[WHAT YOU NEED TO DO]: In the listing below, locate the line containing "Could you please outline every instance of the wave?"; reproduce that line and all lines that follow it, unchanged.

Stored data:
-=-=-=-=-

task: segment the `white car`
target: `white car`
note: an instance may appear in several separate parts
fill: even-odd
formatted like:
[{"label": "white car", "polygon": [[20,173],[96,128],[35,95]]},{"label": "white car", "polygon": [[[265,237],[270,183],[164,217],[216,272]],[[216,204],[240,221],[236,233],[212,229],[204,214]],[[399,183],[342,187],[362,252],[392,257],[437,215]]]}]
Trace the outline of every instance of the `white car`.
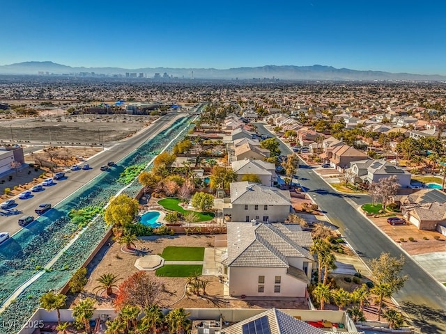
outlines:
[{"label": "white car", "polygon": [[42,184],[46,186],[51,186],[52,184],[53,184],[53,179],[52,179],[51,177],[49,179],[46,179],[45,181],[42,182]]},{"label": "white car", "polygon": [[0,232],[0,244],[9,239],[9,233],[7,232]]}]

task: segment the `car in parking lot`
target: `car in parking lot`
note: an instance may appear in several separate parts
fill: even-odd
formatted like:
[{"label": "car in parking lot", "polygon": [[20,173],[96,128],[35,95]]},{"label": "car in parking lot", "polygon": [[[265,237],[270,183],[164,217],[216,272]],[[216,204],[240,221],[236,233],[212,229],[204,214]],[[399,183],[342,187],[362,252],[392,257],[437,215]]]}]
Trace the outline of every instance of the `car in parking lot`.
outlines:
[{"label": "car in parking lot", "polygon": [[387,218],[387,223],[390,225],[405,225],[406,220],[399,217],[389,217]]},{"label": "car in parking lot", "polygon": [[36,212],[37,214],[43,214],[49,209],[51,209],[51,204],[44,203],[39,205],[39,207],[36,209],[34,210],[34,212]]},{"label": "car in parking lot", "polygon": [[20,226],[26,226],[33,221],[34,217],[33,216],[23,216],[22,217],[19,218],[19,225]]},{"label": "car in parking lot", "polygon": [[27,190],[26,191],[24,191],[20,195],[19,195],[19,198],[20,198],[21,200],[25,200],[31,197],[31,191]]},{"label": "car in parking lot", "polygon": [[9,239],[9,233],[7,232],[0,232],[0,244],[6,241]]},{"label": "car in parking lot", "polygon": [[44,186],[51,186],[53,184],[53,179],[52,179],[51,177],[49,179],[45,179],[43,182],[42,184]]},{"label": "car in parking lot", "polygon": [[0,204],[0,207],[1,209],[8,209],[14,205],[14,204],[15,204],[15,201],[14,200],[8,200]]},{"label": "car in parking lot", "polygon": [[33,193],[36,193],[38,191],[42,191],[43,190],[43,186],[42,184],[38,184],[37,186],[34,186],[31,189],[31,191]]},{"label": "car in parking lot", "polygon": [[63,177],[65,177],[65,173],[59,172],[59,173],[56,173],[56,174],[54,174],[54,176],[53,177],[53,178],[54,180],[61,180]]}]

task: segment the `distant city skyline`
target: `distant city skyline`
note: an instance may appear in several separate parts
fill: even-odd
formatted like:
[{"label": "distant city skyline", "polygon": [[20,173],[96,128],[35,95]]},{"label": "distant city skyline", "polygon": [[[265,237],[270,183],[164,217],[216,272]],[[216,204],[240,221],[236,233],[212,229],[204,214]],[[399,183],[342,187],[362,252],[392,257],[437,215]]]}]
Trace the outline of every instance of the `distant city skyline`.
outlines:
[{"label": "distant city skyline", "polygon": [[[153,3],[152,3],[153,2]],[[228,69],[320,64],[446,75],[436,1],[6,1],[0,65]]]}]

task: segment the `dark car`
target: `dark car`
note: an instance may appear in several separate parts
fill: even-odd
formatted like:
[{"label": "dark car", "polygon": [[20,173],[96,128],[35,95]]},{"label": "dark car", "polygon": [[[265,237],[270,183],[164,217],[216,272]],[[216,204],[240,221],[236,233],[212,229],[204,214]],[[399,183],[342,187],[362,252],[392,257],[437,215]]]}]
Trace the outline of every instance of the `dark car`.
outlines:
[{"label": "dark car", "polygon": [[65,173],[63,172],[59,172],[56,173],[56,174],[54,174],[54,176],[53,177],[53,179],[54,180],[61,180],[62,177],[65,177]]},{"label": "dark car", "polygon": [[390,225],[405,225],[406,220],[399,217],[390,217],[387,218],[387,223]]},{"label": "dark car", "polygon": [[34,210],[34,212],[36,212],[37,214],[43,214],[49,209],[51,209],[51,204],[44,203],[39,205],[39,207],[36,209]]}]

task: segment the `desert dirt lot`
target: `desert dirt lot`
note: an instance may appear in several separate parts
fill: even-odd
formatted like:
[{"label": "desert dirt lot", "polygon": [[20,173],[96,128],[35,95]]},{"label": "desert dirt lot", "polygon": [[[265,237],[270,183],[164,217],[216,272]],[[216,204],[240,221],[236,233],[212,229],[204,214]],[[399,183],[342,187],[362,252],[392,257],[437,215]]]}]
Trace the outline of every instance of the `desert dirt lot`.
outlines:
[{"label": "desert dirt lot", "polygon": [[[164,247],[167,246],[209,247],[210,244],[213,244],[213,236],[203,235],[151,236],[144,237],[144,240],[140,240],[137,243],[137,246],[138,248],[145,247],[146,249],[150,249],[152,250],[151,254],[160,254]],[[73,303],[77,303],[79,299],[91,296],[97,301],[98,308],[113,308],[113,298],[100,296],[100,292],[95,290],[95,287],[98,285],[98,282],[95,280],[104,273],[112,273],[121,278],[118,283],[119,285],[123,280],[138,271],[138,269],[134,267],[134,262],[138,257],[123,252],[121,247],[118,243],[111,243],[109,246],[106,244],[101,249],[89,265],[89,273],[91,273],[91,275],[84,292],[79,296],[76,296],[75,298],[72,296],[70,298],[68,303],[72,303],[71,306],[73,305]],[[155,271],[147,271],[147,273],[155,277]],[[174,308],[261,308],[268,307],[307,308],[306,305],[301,301],[267,300],[247,301],[237,299],[224,299],[223,285],[219,283],[218,278],[215,276],[206,276],[206,278],[210,281],[206,288],[207,296],[202,298],[198,298],[195,296],[185,296],[182,299],[187,283],[186,278],[160,277],[157,278],[162,280],[168,292],[167,297],[162,301],[162,306],[164,307]],[[103,295],[104,294],[102,294]]]},{"label": "desert dirt lot", "polygon": [[0,122],[0,140],[22,143],[51,142],[54,145],[107,144],[135,134],[152,123],[153,116],[82,115],[40,116]]}]

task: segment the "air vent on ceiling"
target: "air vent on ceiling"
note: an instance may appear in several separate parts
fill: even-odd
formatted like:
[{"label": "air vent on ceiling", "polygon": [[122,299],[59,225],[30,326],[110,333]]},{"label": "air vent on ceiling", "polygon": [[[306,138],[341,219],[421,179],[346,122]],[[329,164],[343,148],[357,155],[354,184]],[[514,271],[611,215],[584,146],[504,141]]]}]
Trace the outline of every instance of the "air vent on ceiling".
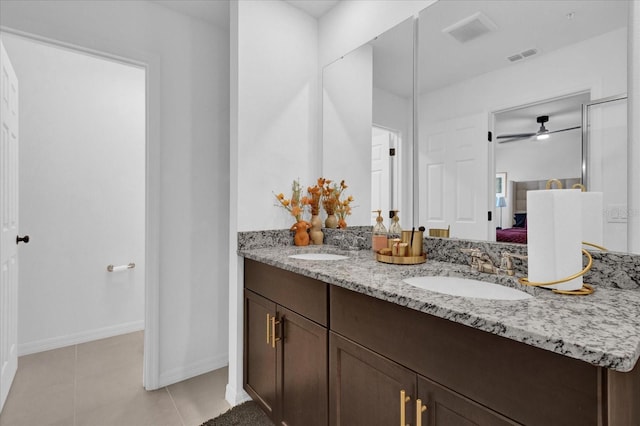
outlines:
[{"label": "air vent on ceiling", "polygon": [[482,12],[476,12],[453,25],[449,25],[442,32],[449,34],[460,43],[466,43],[497,28],[496,24],[491,22],[486,15]]},{"label": "air vent on ceiling", "polygon": [[525,59],[525,58],[528,58],[530,56],[537,55],[537,54],[538,54],[538,49],[527,49],[527,50],[524,50],[524,51],[522,51],[520,53],[516,53],[514,55],[507,56],[507,60],[509,60],[509,62],[517,62],[517,61],[519,61],[521,59]]}]

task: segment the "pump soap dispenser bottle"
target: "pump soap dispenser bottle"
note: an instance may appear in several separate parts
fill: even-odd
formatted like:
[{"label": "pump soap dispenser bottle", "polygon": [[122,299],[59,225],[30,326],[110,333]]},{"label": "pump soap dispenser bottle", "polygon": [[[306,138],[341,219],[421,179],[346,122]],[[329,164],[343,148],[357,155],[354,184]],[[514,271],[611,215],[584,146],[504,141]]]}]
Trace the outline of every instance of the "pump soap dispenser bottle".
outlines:
[{"label": "pump soap dispenser bottle", "polygon": [[391,218],[391,226],[389,227],[390,234],[402,234],[402,227],[400,226],[400,217],[398,213],[400,210],[391,210],[393,212],[393,217]]},{"label": "pump soap dispenser bottle", "polygon": [[382,218],[382,210],[374,210],[373,213],[378,213],[378,217],[376,217],[376,224],[373,227],[373,237],[371,240],[371,248],[376,253],[378,250],[387,247],[387,228],[385,228],[384,219]]}]

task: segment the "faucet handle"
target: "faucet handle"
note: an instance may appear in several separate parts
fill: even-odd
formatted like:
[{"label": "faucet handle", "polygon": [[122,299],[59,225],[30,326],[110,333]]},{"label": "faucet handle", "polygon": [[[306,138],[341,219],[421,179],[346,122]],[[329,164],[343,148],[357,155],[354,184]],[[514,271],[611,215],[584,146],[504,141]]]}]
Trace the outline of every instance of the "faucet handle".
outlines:
[{"label": "faucet handle", "polygon": [[512,254],[506,251],[502,252],[502,258],[500,259],[500,271],[505,272],[509,276],[515,275],[515,270],[513,269],[513,258],[527,260],[527,256],[522,256],[520,254]]}]

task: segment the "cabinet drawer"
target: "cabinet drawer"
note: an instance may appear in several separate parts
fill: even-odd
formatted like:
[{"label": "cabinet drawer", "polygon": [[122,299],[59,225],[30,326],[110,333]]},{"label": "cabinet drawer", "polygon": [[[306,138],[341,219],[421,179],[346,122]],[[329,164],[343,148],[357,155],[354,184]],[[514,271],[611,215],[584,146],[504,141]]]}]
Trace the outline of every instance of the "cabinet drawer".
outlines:
[{"label": "cabinet drawer", "polygon": [[598,424],[597,367],[338,287],[330,306],[332,331],[519,423]]},{"label": "cabinet drawer", "polygon": [[245,259],[244,286],[318,324],[327,325],[327,284]]}]

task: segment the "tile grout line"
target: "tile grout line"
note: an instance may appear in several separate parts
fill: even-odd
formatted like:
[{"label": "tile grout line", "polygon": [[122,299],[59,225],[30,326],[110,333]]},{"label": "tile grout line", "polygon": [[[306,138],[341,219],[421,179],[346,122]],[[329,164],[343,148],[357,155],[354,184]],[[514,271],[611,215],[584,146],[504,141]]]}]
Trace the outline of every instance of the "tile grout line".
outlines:
[{"label": "tile grout line", "polygon": [[74,346],[73,360],[73,426],[77,426],[77,394],[78,394],[78,345]]},{"label": "tile grout line", "polygon": [[173,399],[173,395],[171,395],[171,391],[169,391],[169,386],[165,386],[164,387],[167,390],[167,394],[169,395],[169,398],[171,399],[171,403],[173,404],[173,408],[176,409],[176,412],[178,413],[178,418],[180,419],[180,423],[182,423],[182,426],[187,426],[184,424],[184,419],[182,418],[182,414],[180,414],[180,410],[178,410],[178,405],[176,404],[176,401]]}]

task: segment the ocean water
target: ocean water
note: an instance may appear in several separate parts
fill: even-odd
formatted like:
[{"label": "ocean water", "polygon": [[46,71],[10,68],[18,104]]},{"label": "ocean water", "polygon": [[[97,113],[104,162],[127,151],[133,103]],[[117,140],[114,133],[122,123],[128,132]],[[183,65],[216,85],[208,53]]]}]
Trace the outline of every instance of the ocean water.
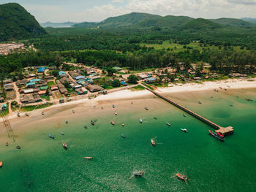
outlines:
[{"label": "ocean water", "polygon": [[[219,142],[208,135],[209,126],[189,115],[183,117],[182,111],[153,96],[134,101],[133,105],[124,100],[116,109],[112,103],[104,110],[86,107],[72,114],[71,108],[67,109],[70,111],[68,124],[64,116],[57,122],[40,117],[34,120],[37,123],[22,128],[13,124],[15,144],[5,147],[6,141],[1,139],[0,191],[255,191],[256,103],[245,98],[256,100],[256,91],[167,96],[221,126],[233,126],[234,134]],[[94,112],[88,114],[89,107]],[[91,119],[95,120],[94,126]],[[110,120],[116,124],[112,126]],[[150,139],[155,137],[154,147]],[[16,144],[20,150],[15,148]],[[135,171],[145,174],[135,177]],[[187,176],[188,182],[178,180],[176,172]]]}]

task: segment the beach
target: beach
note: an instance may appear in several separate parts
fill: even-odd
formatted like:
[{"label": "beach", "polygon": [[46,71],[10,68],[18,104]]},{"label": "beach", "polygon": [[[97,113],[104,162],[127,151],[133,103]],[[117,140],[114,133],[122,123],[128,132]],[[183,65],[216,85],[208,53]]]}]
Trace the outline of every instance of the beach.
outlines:
[{"label": "beach", "polygon": [[[208,88],[195,84],[191,91],[183,86],[184,91],[177,92],[177,85],[167,88],[169,92],[157,91],[216,123],[233,126],[234,134],[223,142],[208,135],[211,127],[184,117],[184,112],[146,90],[123,90],[14,117],[10,138],[3,124],[0,128],[0,185],[4,191],[230,191],[232,182],[231,191],[252,191],[256,187],[256,142],[250,136],[256,134],[256,103],[245,98],[255,101],[256,91],[252,82],[244,84],[250,85],[233,88],[231,82],[223,82]],[[154,147],[151,138],[156,138]],[[21,150],[15,149],[17,145]],[[134,177],[135,171],[143,172],[143,177]],[[175,177],[176,172],[188,177],[188,185]],[[239,177],[245,174],[249,177]]]}]

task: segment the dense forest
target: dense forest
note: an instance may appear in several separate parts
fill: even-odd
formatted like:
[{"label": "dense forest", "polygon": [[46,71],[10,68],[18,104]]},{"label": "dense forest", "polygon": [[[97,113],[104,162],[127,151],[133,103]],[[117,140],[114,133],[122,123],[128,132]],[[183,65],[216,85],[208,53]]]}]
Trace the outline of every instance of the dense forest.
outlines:
[{"label": "dense forest", "polygon": [[35,18],[18,4],[0,4],[0,41],[45,34]]},{"label": "dense forest", "polygon": [[1,78],[22,77],[26,66],[59,66],[71,59],[104,69],[172,66],[186,73],[192,63],[203,61],[224,74],[255,72],[256,26],[246,21],[131,13],[76,26],[47,28],[45,34],[26,38],[37,52],[0,55]]}]

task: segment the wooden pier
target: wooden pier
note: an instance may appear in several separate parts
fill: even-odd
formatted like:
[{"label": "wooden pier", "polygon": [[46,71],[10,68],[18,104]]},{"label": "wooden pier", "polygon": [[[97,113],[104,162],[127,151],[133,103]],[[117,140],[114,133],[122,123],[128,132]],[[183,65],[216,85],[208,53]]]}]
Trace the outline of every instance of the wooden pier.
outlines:
[{"label": "wooden pier", "polygon": [[164,99],[165,101],[167,101],[168,103],[174,105],[175,107],[178,107],[178,109],[187,112],[188,114],[191,115],[192,116],[196,118],[197,119],[200,120],[200,121],[208,124],[208,126],[211,126],[214,129],[216,129],[215,132],[217,133],[220,133],[223,135],[227,135],[233,134],[234,132],[234,128],[232,126],[228,126],[228,127],[222,127],[214,122],[202,117],[201,115],[197,114],[196,112],[183,107],[182,105],[176,103],[176,101],[166,98],[165,96],[162,96],[161,94],[157,93],[156,91],[151,90],[150,88],[143,85],[145,88],[153,93],[154,95],[157,96],[158,97]]}]

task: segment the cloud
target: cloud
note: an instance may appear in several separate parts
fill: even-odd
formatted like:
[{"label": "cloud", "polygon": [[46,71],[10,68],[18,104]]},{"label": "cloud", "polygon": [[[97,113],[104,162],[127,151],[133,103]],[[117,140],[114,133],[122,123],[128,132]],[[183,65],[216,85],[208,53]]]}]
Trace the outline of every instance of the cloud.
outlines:
[{"label": "cloud", "polygon": [[83,3],[86,0],[77,1],[72,7],[66,2],[23,5],[41,23],[101,21],[132,12],[204,18],[256,18],[256,0],[95,0],[86,4]]},{"label": "cloud", "polygon": [[240,4],[256,4],[256,0],[227,0],[228,2]]}]

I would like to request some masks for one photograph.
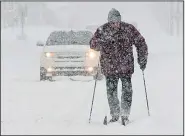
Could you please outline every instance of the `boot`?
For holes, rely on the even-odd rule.
[[[128,117],[121,116],[122,125],[126,126],[129,123]]]
[[[112,119],[109,122],[116,122],[119,120],[119,116],[112,116]]]

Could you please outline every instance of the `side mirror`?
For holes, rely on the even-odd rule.
[[[37,46],[44,46],[44,42],[38,41],[38,42],[37,42]]]

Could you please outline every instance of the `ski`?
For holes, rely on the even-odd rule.
[[[119,121],[116,121],[116,122],[119,122]],[[108,125],[108,124],[111,124],[111,123],[116,123],[116,122],[110,122],[110,121],[107,121],[107,116],[105,116],[104,120],[103,120],[103,125]],[[131,122],[133,121],[125,121],[123,118],[121,118],[121,125],[123,126],[127,126],[128,124],[130,124]]]

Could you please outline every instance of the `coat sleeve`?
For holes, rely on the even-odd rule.
[[[90,40],[90,48],[96,51],[100,51],[101,42],[101,28],[98,28]]]
[[[146,65],[148,58],[148,46],[145,42],[145,38],[134,26],[132,26],[132,40],[136,47],[139,65]]]

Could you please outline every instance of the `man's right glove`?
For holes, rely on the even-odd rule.
[[[144,71],[145,68],[146,68],[147,59],[142,59],[142,60],[139,60],[139,59],[138,59],[138,63],[139,63],[139,65],[140,65],[140,69],[141,69],[142,71]]]

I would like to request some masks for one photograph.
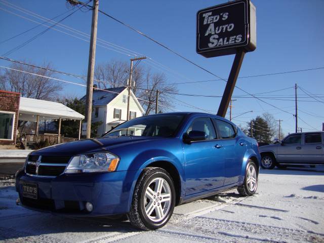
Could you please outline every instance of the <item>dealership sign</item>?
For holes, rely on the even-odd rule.
[[[237,0],[197,13],[196,52],[206,57],[256,48],[256,10],[250,0]]]

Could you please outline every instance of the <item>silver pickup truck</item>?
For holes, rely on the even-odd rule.
[[[324,132],[293,133],[276,144],[259,147],[261,167],[324,165]]]

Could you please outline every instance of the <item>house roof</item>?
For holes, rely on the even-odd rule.
[[[63,104],[30,98],[20,98],[19,118],[30,120],[35,119],[35,115],[39,115],[47,119],[75,119],[80,120],[85,116]]]
[[[126,88],[127,87],[122,87],[106,89],[103,90],[94,90],[92,94],[92,105],[94,106],[106,105]],[[80,100],[85,101],[86,96],[80,99]]]

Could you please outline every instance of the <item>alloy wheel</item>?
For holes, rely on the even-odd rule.
[[[265,156],[261,160],[262,165],[266,168],[269,168],[272,165],[272,158],[269,156]]]
[[[247,174],[247,184],[251,191],[254,191],[257,187],[257,172],[253,165],[248,168]]]
[[[166,217],[171,205],[170,187],[166,180],[156,178],[148,184],[144,204],[146,216],[152,221],[159,222]]]

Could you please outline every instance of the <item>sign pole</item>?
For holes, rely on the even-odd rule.
[[[224,91],[223,97],[222,98],[222,101],[219,105],[218,111],[217,112],[217,115],[220,116],[225,117],[225,115],[226,114],[227,107],[228,107],[229,101],[232,98],[233,91],[234,90],[234,88],[235,87],[235,84],[236,83],[236,80],[237,79],[239,70],[240,69],[241,66],[242,65],[242,62],[243,62],[243,59],[244,58],[245,55],[245,52],[244,50],[243,49],[240,49],[238,50],[235,55],[235,58],[234,59],[233,64],[232,65],[231,72],[229,73],[226,86],[225,88],[225,90]]]

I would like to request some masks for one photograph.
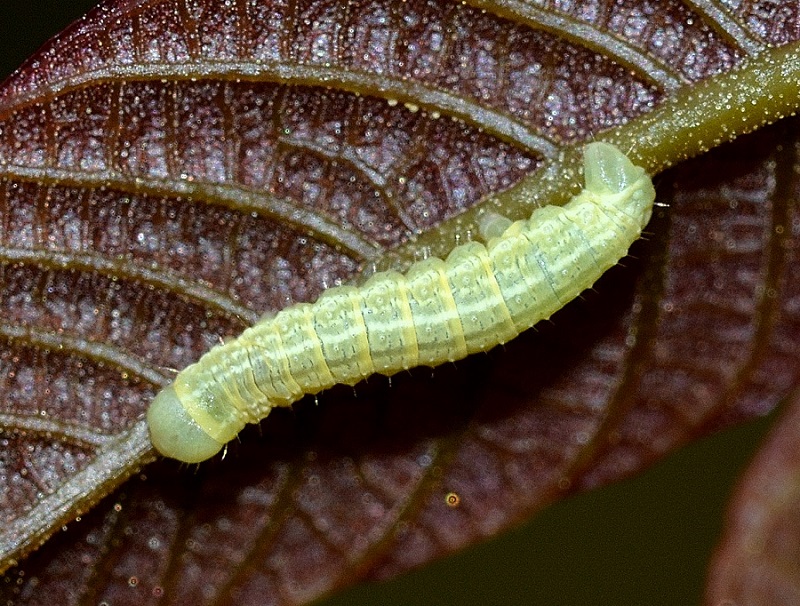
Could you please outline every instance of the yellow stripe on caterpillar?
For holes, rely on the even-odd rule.
[[[275,406],[373,373],[459,360],[549,318],[627,254],[652,213],[650,177],[613,145],[586,146],[584,179],[563,207],[507,227],[492,220],[486,245],[331,288],[214,347],[151,403],[153,445],[203,461]]]

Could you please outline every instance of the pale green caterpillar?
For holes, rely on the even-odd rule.
[[[154,446],[203,461],[304,394],[459,360],[549,318],[627,253],[652,212],[649,176],[613,145],[586,146],[584,178],[565,206],[539,208],[485,246],[331,288],[214,347],[153,400]]]

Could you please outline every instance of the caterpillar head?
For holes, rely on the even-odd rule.
[[[641,166],[636,166],[619,149],[609,143],[589,143],[583,152],[586,189],[597,200],[620,207],[632,218],[641,221],[644,229],[650,221],[656,197],[653,182]],[[624,198],[626,203],[619,205]]]
[[[185,463],[205,461],[225,445],[203,431],[189,415],[174,384],[162,389],[150,404],[147,425],[156,450]]]

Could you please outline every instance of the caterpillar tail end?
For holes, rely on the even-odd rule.
[[[209,436],[189,416],[175,388],[169,385],[153,399],[147,410],[150,441],[165,457],[184,463],[200,463],[217,454],[224,444]]]

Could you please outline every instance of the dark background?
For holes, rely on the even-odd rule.
[[[0,0],[0,75],[94,4]],[[489,543],[324,605],[699,604],[727,498],[772,420],[712,436]]]

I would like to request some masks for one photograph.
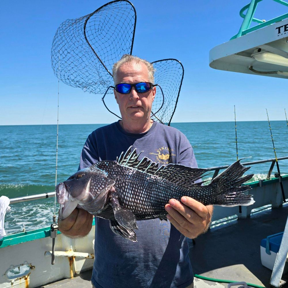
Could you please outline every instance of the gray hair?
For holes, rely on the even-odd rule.
[[[148,69],[148,79],[149,81],[152,84],[154,84],[154,72],[156,71],[153,67],[153,64],[147,60],[142,59],[137,56],[133,56],[129,54],[124,54],[121,57],[121,59],[116,62],[113,66],[112,74],[114,83],[116,78],[116,75],[120,66],[126,63],[134,62],[137,64],[143,63],[146,65]]]

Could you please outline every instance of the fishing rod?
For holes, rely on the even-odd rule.
[[[285,116],[286,117],[286,123],[287,124],[287,128],[288,128],[288,121],[287,121],[287,115],[286,115],[286,109],[284,108],[284,111],[285,111]]]
[[[58,103],[57,108],[57,137],[56,141],[56,167],[55,172],[55,191],[56,191],[56,186],[57,185],[57,165],[58,160],[58,138],[59,123],[59,85],[60,81],[59,77],[59,71],[60,71],[60,51],[59,53],[58,60]],[[58,230],[58,224],[56,223],[56,193],[55,193],[54,200],[54,213],[53,215],[53,223],[50,226],[50,237],[52,238],[52,251],[51,255],[51,264],[54,265],[55,264],[55,238],[57,236],[57,231]]]
[[[238,146],[237,144],[237,128],[236,124],[236,112],[235,111],[235,105],[234,105],[234,120],[235,120],[235,139],[236,140],[236,156],[238,161]],[[242,206],[239,205],[239,213],[242,213]]]
[[[277,156],[276,155],[276,150],[275,149],[275,146],[274,145],[274,140],[273,140],[273,136],[272,134],[272,130],[271,129],[271,126],[270,124],[270,121],[269,120],[269,116],[268,116],[268,112],[266,109],[266,113],[267,114],[267,118],[268,119],[268,123],[269,124],[269,128],[270,130],[270,134],[271,134],[271,139],[272,139],[272,143],[273,144],[273,149],[274,149],[274,153],[275,154],[275,160],[276,162],[276,165],[277,166],[277,170],[278,170],[278,174],[279,175],[279,182],[280,183],[280,185],[281,187],[281,191],[282,192],[282,196],[283,198],[283,202],[286,202],[286,200],[285,200],[285,195],[284,193],[284,188],[283,187],[283,184],[282,183],[281,180],[281,175],[280,173],[280,168],[279,168],[279,164],[278,163],[278,160],[277,160]],[[278,176],[278,175],[277,175]],[[276,177],[276,175],[275,175]]]
[[[237,145],[237,129],[236,128],[236,113],[235,112],[235,105],[234,105],[234,119],[235,120],[235,134],[236,135],[235,139],[236,139],[236,157],[237,158],[237,161],[238,161],[238,146]]]

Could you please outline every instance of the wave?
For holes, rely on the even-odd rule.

-=-=-=-=-

[RESPONSE TO THE TASK]:
Could you please outline every instance of the wave?
For holes, rely on the even-odd rule.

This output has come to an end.